## Activity
Below is a short text on glyphosate and gut bacteria. List, in order, every sentence in it that ends with a question mark, including repeats.

## Source extract

┄┄┄┄┄┄┄┄┄┄┄┄┄┄┄┄┄┄┄┄

Man, what were the odds?

Put another way (and accepting at face value the accuracy of those results), what specific properties differentiate "pathogenic bacteria" from "beneficial bacteria", and how might those properties influence the way glyphosate acts upon them? Given that: "The mature microbiota profile varies considerably along the length of the GIT and may be specific to animal species and individuals", what metric is used to make the distinction between "pathogenic" and "beneficial" (particularly given that: "The microbiota of the GIT of domestic animals consists of a balanced composition of facultative and obligatory anaerobic bacteria")?

!Kaggen
31st August 2013, 11:10 AM
"Most of tested pathogenic bacteria were highly resistant to glyphosate; however, most of tested beneficial bacteria were found to be moderate to highly susceptible."

Man, what were the odds?

┄┄┄┄┄┄┄┄┄┄┄┄┄┄┄┄┄┄┄┄

## Information supplied

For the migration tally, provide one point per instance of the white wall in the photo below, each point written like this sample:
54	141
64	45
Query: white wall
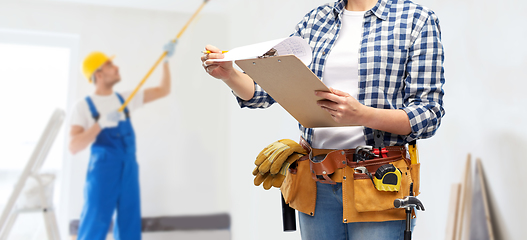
484	60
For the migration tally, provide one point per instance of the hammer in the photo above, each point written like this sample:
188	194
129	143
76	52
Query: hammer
408	203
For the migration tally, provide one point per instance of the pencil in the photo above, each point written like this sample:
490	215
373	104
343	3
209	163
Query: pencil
207	52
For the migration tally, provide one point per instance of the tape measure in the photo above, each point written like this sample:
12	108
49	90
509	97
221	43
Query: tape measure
387	178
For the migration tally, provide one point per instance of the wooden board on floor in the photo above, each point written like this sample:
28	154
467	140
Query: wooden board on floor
480	226
463	212
453	206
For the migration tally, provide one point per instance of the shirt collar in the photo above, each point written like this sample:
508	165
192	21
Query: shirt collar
380	10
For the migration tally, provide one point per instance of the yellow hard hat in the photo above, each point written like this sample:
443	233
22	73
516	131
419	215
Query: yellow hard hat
92	62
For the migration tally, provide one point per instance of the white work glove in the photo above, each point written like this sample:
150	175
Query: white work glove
170	48
109	120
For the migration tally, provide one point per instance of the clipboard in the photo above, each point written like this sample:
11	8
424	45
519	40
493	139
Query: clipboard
292	84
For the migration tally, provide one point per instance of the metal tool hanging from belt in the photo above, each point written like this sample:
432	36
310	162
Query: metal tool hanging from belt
161	57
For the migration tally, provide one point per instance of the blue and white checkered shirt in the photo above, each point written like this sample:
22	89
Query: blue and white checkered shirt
400	63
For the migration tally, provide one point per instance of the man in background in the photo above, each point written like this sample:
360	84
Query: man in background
112	180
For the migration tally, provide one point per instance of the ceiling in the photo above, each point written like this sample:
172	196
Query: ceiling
186	6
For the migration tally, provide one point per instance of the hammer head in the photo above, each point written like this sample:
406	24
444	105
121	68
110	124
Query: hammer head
409	202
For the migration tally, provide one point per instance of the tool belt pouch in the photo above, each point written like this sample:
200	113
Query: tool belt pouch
367	197
299	189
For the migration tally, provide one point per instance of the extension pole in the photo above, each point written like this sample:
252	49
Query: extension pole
161	57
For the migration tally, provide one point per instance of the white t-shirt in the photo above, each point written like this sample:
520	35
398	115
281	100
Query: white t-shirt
81	115
342	73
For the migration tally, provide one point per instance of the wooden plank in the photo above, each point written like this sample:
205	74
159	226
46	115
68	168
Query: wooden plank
481	224
463	212
453	206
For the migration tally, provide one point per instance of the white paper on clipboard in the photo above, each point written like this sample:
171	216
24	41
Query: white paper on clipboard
285	46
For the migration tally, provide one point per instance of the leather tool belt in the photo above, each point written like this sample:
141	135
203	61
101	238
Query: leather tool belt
327	164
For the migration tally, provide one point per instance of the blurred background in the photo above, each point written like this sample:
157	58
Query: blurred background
196	147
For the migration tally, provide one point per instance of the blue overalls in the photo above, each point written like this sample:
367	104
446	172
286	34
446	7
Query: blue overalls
112	184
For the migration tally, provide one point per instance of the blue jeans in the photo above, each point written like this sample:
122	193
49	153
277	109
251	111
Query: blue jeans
327	222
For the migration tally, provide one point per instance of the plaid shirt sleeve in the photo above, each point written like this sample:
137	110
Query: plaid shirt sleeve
424	92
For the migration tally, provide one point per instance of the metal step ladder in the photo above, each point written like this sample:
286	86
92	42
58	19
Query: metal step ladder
33	191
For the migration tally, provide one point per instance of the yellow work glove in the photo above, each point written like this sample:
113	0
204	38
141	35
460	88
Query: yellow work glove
273	156
275	180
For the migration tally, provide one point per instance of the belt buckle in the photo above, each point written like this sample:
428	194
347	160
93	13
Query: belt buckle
363	153
324	178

┄┄┄┄┄┄┄┄┄┄┄┄┄┄┄┄┄┄┄┄

## Task result
1. Man, what were the odds?
2. Put another way (and accepting at face value the accuracy of those results), what specific properties differentiate "pathogenic bacteria" from "beneficial bacteria", and how might those properties influence the way glyphosate acts upon them?
3. Given that: "The mature microbiota profile varies considerably along the length of the GIT and may be specific to animal species and individuals", what metric is used to make the distinction between "pathogenic" and "beneficial" (particularly given that: "The microbiota of the GIT of domestic animals consists of a balanced composition of facultative and obligatory anaerobic bacteria")?
4. Man, what were the odds?